Instructions for the task: Please retype the part of the piece on U.S. military action in Venezuela that begins at the words "U.S. Military action" and stops after "already been taken.".

U.S. Military action in Venezuela is smart, necessary

Sara Varela



With Trump’s tough talk on North Korea, Americans feel they will be soon fighting another war. But there’s yet another country in Trump’s mind where military intervention, not necessarily war, may be applicable.

And while the media is focused on the America-North Korea front, Vice President Pence is touring Latin America to talk about that particular country: Venezuela.

Pence has taken on the task of informing the continent’s leaders of the imminent military action the U.S. will take on Maduro’s regime. Obviously, they aren’t saying so upfront but it’s safe to assume that the decision of using military force to remove Maduro and friends has already been taken.

And while some may not understand what interests the U.S. has in overthrowing the Maduro regime, let me tell you that there are many crucial factors that come into play.

As Pence himself has admitted during this South American tour, a “failed state in Venezuela will endanger the security, prosperity, and well-being of all who call the Western Hemisphere home.”

What he means is that a country that has allowed, for over a decade, terrorists from groups such as Hezbollah and Hamas in its soil and that has also given them Venezuelan passports represents a threat to the national security of the U.S.

Information supplied:
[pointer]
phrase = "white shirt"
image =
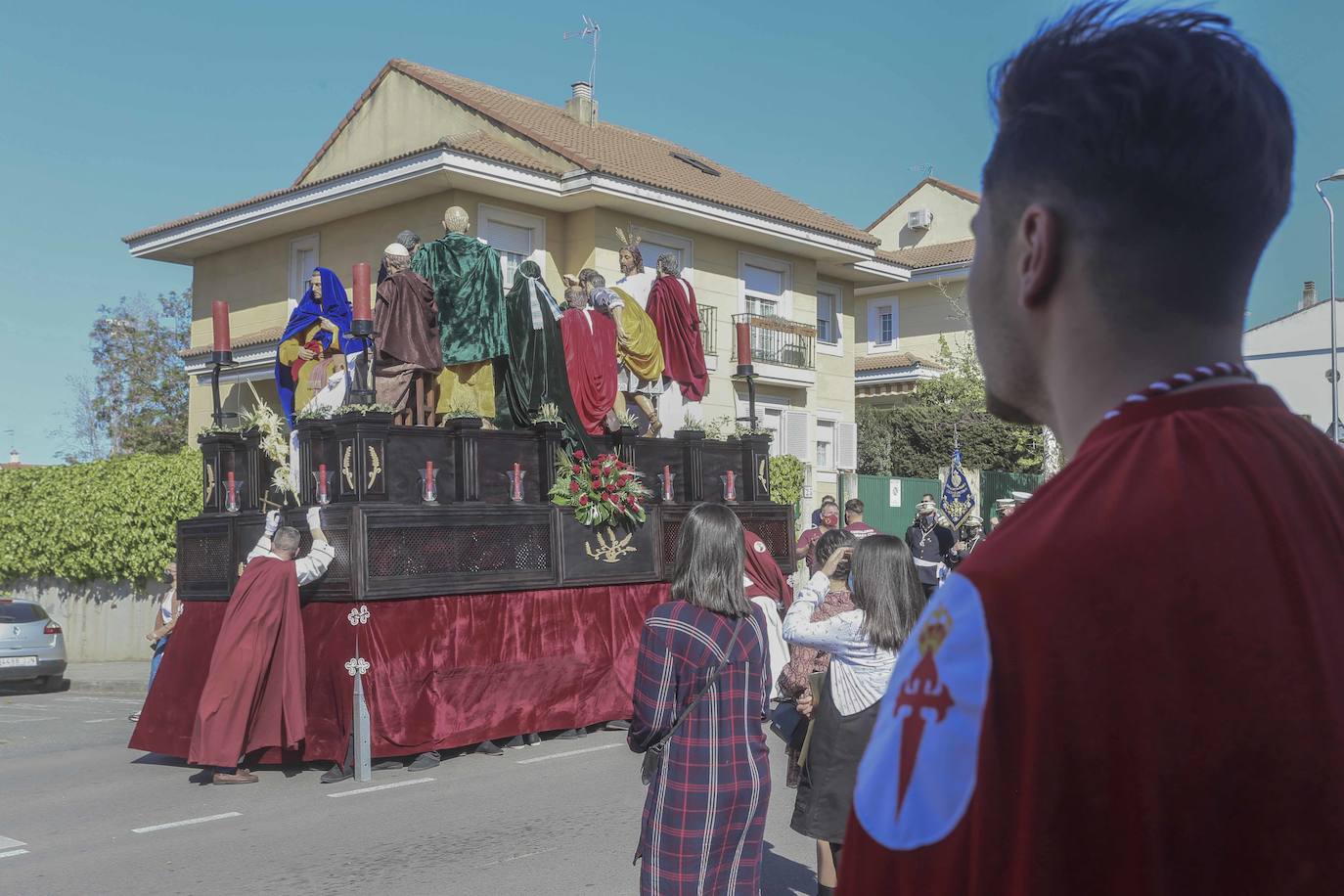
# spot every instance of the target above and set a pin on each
(308, 568)
(859, 672)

Response to the exercise:
U.S. Military action in Venezuela is smart, necessary

Sara Varela



With Trump’s tough talk on North Korea, Americans feel they will be soon fighting another war. But there’s yet another country in Trump’s mind where military intervention, not necessarily war, may be applicable.

And while the media is focused on the America-North Korea front, Vice President Pence is touring Latin America to talk about that particular country: Venezuela.

Pence has taken on the task of informing the continent’s leaders of the imminent military action the U.S. will take on Maduro’s regime. Obviously, they aren’t saying so upfront but it’s safe to assume that the decision of using military force to remove Maduro and friends has already been taken.